* _EXCERPT_:
Guy Garvey, Courting The Squall. Album Review.

Liverpool Sound and Vision Rating * * * *

The mercurial band may be missing from his latest release but that’s not to say that the music on offer, the delicious Northern attitude and fiery wit is any the less impaired or any less fruitful because of it.

For Guy Garvey the chance to spread his dominion beyond that of Elbow for a while with a solo album, Courting The Squall, to allow the taste of a different beat to enthuse his soul must have been one that was too tantalising a prospect, a call to the song-writer within. To see if working with a different heartbeat could allow the already flourishing tide of concise observation of human activity to be expanded, be taken beyond the already seemingly limitless and be offered up as a trophy, a working man’s award in the same way that Lowry presented scope and Alan Bennett made thought obtainable.

It is hard to fail when you have the abundance of creativity at hand, when the words just seem to fall into place and the orchestra, the group onto which the music falls, is playing with extraordinary ease in the face of the one-time only accessible vacancy. It is hard to fail when the word-smith, the labourer and lover of words can evoke such memories for the fan of the Progressive movement in the shape of the High Priest Peter Gabriel and the thoroughly modern muse, the music is not vacant or empty of charm, it is an engaged force of will which dominates all.

It is the rage against the Tempest, the oncoming musical storm to which Guy Garvey responds, however there is no Caliban slaughtering the island, just the quiet repose of a man to whom tenderness is a by-word and to whom more gets done with a smile than a furious encounter. With that in mind Courting The Squall is a terrific endeavour against the fumes, the toxicity of modern appealing nature and in tracks such as Juggernaut, the excellence of Yesterday and the absolute tempting influence of Belly of the Whale, Guy Garvey attracts, not only fans of Elbow to the solo cause, but also woos those that may have found the encouragements of the band to be too lofty an ideal.

Whilst it would be unnatural to think of Elbow, at least not yet, folding over and quietly lingering in the background of musical heroes, to allow Guy Garvey this chance to offer something slightly different but still within the remit of casual excellence, shows that the song-writer is not just a trick invented by Lowry, that there is more dimension to him than the totality first thought; a tremendous piece of work, something to grab hold of in the eye of the storm.

* _INFORMATION PROVIDED_:
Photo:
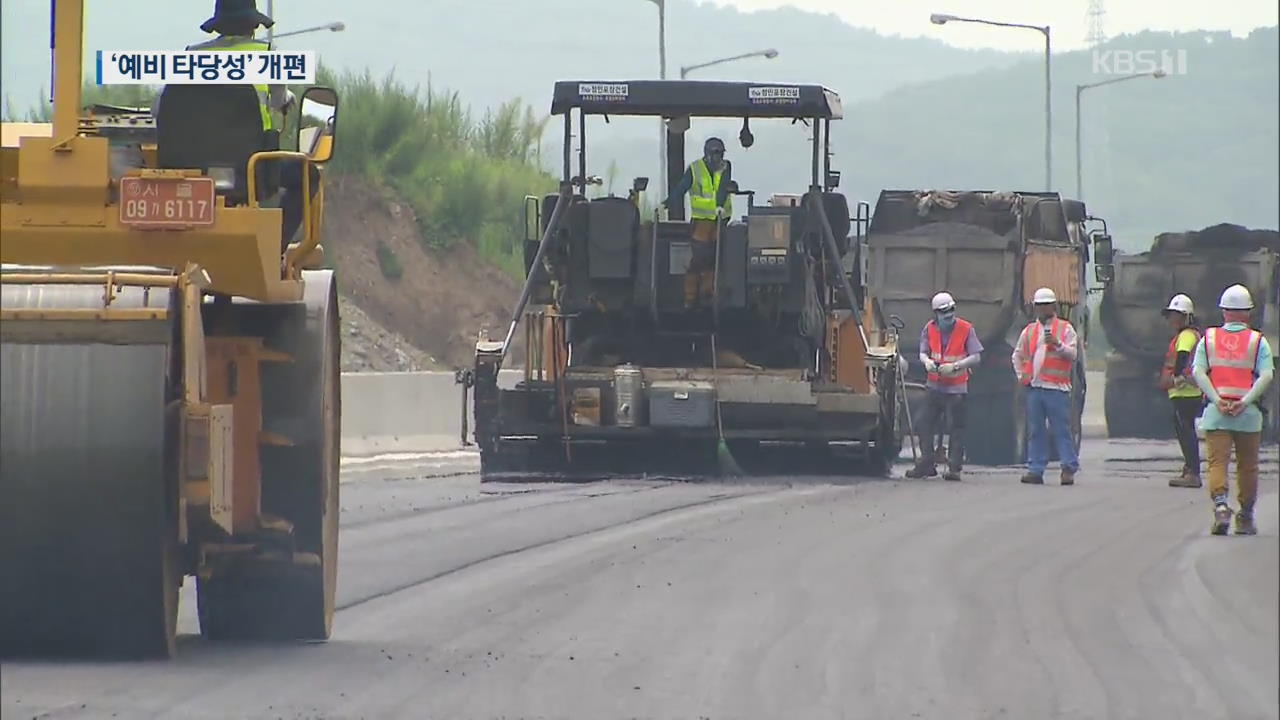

* _TASK TO COMPLETE_:
Summarize the album review in two sentences.

* _RESPONSE FOR THIS EXERCISE_:
Liverpool Sound and Vision gives Guy Garvey's solo album Courting The Squall four stars and says that, although his band Elbow is absent, his Northern attitude, wit and music are no weaker for it. Singling out tracks such as Juggernaut, Yesterday and Belly of the Whale, the review says the album should win over both Elbow fans and listeners who found the band too lofty, and calls it a tremendous piece of work that shows more sides to him as a songwriter.